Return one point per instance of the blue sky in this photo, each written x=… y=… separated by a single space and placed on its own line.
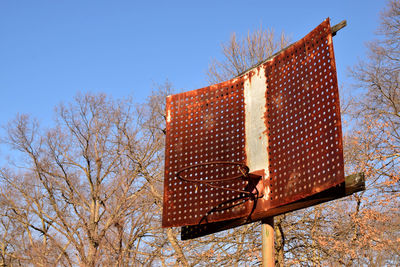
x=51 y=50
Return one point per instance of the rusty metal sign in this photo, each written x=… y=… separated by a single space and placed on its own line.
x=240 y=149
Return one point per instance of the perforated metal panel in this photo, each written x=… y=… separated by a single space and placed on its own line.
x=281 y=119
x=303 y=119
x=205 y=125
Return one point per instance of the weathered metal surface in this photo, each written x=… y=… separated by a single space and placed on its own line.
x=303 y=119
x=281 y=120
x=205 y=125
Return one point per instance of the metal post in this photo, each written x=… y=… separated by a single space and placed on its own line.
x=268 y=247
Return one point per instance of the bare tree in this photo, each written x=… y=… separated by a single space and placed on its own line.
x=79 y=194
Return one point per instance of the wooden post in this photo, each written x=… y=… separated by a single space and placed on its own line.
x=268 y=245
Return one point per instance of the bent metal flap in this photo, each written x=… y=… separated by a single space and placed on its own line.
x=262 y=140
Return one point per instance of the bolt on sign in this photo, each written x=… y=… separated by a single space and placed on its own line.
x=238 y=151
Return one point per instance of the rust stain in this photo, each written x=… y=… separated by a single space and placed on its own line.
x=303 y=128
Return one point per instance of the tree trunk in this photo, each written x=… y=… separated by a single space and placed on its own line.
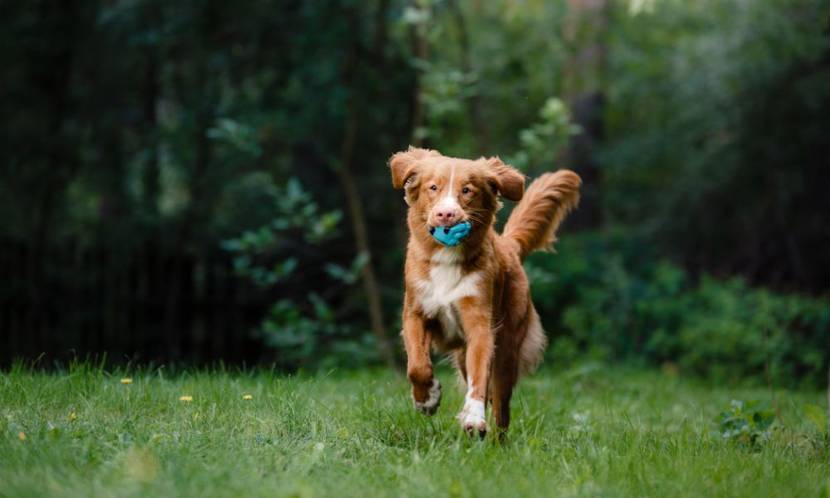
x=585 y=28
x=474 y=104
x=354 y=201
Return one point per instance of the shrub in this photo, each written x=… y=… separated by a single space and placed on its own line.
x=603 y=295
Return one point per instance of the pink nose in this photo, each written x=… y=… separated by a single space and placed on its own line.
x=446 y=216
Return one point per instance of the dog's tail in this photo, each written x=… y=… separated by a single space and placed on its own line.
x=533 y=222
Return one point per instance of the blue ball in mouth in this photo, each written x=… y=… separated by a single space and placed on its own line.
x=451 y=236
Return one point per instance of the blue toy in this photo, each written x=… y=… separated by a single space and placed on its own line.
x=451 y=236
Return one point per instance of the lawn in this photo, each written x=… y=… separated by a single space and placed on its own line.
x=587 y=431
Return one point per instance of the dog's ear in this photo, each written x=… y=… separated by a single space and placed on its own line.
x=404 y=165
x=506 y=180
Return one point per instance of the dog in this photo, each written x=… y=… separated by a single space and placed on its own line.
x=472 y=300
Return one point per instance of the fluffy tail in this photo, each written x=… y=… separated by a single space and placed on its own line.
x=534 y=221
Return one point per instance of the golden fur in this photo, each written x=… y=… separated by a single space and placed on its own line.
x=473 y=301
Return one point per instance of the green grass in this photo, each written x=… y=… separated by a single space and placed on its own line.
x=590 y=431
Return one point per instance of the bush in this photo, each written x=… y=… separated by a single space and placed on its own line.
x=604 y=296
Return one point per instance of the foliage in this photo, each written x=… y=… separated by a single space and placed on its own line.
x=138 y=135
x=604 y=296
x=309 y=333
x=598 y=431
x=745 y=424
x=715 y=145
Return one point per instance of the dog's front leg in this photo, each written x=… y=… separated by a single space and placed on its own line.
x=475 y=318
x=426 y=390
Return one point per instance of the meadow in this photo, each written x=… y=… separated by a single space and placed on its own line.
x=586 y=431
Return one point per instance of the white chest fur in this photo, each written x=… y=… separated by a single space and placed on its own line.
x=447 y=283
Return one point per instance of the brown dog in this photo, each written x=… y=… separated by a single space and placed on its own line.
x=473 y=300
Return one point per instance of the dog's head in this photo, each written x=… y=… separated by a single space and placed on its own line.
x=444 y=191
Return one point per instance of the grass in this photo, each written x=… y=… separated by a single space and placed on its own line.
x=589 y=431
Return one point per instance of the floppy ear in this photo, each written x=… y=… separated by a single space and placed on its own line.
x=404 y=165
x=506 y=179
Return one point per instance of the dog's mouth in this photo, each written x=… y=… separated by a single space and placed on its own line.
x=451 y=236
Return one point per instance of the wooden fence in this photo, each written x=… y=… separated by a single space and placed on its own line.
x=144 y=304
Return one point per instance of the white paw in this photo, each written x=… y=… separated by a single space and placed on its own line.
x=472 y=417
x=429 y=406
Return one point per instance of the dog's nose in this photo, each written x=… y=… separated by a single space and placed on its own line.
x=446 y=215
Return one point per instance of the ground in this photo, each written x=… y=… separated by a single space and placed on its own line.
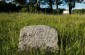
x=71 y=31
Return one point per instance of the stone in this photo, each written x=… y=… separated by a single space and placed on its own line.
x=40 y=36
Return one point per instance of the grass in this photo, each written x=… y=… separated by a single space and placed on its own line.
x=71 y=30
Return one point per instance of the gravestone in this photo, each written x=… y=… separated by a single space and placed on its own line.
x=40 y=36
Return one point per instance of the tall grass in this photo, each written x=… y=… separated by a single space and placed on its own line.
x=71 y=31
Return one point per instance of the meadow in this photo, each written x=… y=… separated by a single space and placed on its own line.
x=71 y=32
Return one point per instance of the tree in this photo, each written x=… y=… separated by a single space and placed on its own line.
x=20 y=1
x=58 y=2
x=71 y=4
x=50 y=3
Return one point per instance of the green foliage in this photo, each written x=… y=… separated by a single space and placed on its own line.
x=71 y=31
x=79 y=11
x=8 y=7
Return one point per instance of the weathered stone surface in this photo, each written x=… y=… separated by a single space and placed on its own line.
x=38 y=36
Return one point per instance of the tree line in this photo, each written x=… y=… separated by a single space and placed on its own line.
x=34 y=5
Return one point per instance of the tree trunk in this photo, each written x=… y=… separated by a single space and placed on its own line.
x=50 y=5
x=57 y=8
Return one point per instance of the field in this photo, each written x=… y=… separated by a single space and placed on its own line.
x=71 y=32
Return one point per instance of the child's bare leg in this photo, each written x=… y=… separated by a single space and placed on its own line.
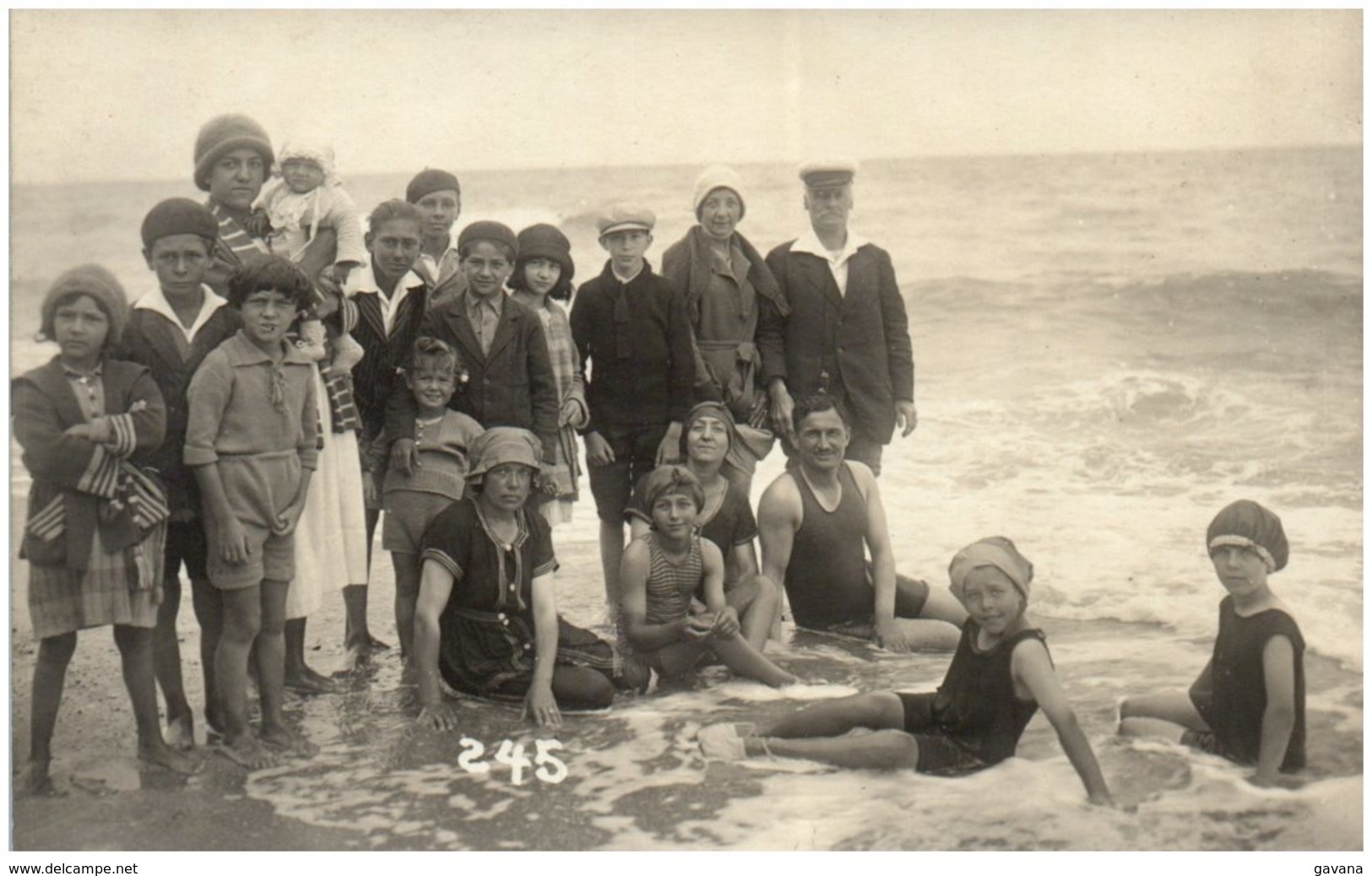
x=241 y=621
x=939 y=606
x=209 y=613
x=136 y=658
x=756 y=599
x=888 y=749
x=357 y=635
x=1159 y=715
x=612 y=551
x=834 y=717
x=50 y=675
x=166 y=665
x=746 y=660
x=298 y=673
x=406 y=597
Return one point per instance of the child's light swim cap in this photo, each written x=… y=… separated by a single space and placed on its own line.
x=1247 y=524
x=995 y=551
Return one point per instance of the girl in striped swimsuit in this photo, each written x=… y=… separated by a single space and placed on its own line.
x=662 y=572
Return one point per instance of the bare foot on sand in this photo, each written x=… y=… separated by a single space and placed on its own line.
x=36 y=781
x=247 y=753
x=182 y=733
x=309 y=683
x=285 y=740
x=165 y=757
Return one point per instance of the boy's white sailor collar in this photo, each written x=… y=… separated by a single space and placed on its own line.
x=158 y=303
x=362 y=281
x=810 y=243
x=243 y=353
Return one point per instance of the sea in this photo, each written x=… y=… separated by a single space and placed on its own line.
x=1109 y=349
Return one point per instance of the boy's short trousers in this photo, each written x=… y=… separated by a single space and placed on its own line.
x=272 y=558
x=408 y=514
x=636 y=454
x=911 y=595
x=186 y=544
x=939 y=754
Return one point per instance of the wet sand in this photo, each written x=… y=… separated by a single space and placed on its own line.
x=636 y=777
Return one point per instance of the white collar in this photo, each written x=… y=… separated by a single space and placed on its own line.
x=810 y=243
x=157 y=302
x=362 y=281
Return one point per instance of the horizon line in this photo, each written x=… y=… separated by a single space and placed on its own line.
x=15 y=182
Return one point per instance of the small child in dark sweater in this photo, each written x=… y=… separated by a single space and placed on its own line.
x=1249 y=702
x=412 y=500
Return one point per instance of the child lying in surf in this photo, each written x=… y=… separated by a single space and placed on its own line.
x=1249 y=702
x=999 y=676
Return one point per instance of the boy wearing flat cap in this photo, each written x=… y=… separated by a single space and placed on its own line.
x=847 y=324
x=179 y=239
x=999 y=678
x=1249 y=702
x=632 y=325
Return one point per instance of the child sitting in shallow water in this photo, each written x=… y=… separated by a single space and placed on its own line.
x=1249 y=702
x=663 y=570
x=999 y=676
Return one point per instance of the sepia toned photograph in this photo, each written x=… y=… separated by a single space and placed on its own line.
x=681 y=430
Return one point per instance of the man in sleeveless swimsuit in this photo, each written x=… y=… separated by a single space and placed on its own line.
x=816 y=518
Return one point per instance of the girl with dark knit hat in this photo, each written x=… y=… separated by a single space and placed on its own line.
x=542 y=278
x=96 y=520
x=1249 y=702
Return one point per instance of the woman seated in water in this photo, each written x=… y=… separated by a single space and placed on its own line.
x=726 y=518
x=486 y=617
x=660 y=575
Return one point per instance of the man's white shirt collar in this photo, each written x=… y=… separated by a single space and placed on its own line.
• • • • • • •
◆ **PROBLEM TO SOLVE**
Could you rescale the lines of the listing from the line with "Return one point per instance of the wooden fence" up to and including the line with "x=446 y=215", writing out every one of those lines again (the requests too) and multiplying each x and y coordinate in the answers by 2.2, rounded to whole numbers with halves going up?

◆ **ANSWER TO THE TASK**
Return one point per instance of the wooden fence in this photo, each written x=… y=… separated by a single space and placed on its own line.
x=317 y=669
Return one point per instance of the white paw in this photo, each written x=… y=… separated by a single space and placed on its own line.
x=1038 y=917
x=944 y=893
Return one point per instance of the dog's nose in this photo, each written x=… y=… separated by a single space and placed on its own line.
x=981 y=473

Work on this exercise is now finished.